### PROBLEM TO WORK ON
Carry on the seminar abstract about energy landscape modeling of non-equilibrium materials, writing what comes after its last paragraph.

### TEXT
- - - -

Beyond Equilibrium: Modeling Structurally and Chemically Complex Materials via Energy Landscape Navigation

This seminar highlights the unique capability of energy landscape-based modeling to provide a fundamental, predictive understanding of the behavior of non-equilibrium materials with significant structural and chemical complexity. I will present two case studies illustrating how this modeling approach can reveal insights that are inaccessible to conventional methods.

 

First, I will discuss metallic glasses — a disordered and inherently non-equilibrium metastable material system. Due to the lack of long-range order, building a valid structure-property relationship in glasses has been a longstanding challenge. I will show that by scrutinizing atomic reconfiguration processes—in particular the competition between elementary activations (up-hill climbing) and relaxations (down-hill dropping) on the energy landscape—a self-consistent equation can be derived to describe the time evolution of these disordered materials under various conditions. This, in turn, allows for the explanation and prediction of many critical phenomena in glassy systems—such as the aging/rejuvenation crossover and thermo-mechanical hysteresis—without relying on too many empirical assumptions or fitting parameters adopted in classical models.

- - - -

### DATA FOR ANALYSIS

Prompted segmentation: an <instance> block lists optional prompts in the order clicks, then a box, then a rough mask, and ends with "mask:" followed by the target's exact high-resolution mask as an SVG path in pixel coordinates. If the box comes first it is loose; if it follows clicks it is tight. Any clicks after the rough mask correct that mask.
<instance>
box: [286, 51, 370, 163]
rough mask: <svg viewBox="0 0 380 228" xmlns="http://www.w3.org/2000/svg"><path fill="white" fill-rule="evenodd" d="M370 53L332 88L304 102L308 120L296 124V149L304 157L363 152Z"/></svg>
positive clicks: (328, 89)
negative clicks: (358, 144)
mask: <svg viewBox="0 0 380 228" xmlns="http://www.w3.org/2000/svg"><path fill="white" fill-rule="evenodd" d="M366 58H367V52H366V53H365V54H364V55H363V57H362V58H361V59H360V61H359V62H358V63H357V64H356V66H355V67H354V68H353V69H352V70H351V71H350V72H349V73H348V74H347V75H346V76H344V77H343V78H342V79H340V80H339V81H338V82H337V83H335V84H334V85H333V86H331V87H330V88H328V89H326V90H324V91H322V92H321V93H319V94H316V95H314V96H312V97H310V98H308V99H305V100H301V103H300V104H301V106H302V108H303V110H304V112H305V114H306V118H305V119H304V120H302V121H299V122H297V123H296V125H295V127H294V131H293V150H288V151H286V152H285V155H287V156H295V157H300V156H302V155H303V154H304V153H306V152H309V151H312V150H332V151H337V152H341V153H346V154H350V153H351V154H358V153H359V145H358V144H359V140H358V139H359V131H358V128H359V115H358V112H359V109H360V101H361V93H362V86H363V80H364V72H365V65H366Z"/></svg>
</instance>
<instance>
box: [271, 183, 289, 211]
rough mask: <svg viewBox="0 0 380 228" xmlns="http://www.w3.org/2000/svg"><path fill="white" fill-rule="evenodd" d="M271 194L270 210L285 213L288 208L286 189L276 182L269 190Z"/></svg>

- - - -

### OUTPUT BELOW
 

Second, I will show that even in structurally ordered crystalline materials, non-equilibrium processing can induce chemical complexity that modifies the energy landscape in ways that significantly deviate from the classical linear-tilting picture. Using Al-Si-Mg alloys as an example, we integrated realistic energy landscape sampling of various local chemical environments with machine learning and a kinetic Monte Carlo (kMC) framework. This combined approach uncovered new microstructural evolution pathways—specifically, the formation of non-conventional nanoscale precipitates—that are observed in advanced manufacturing experiments (e.g. selective laser melting, high-pressure die casting) but are missed by conventional kMC models.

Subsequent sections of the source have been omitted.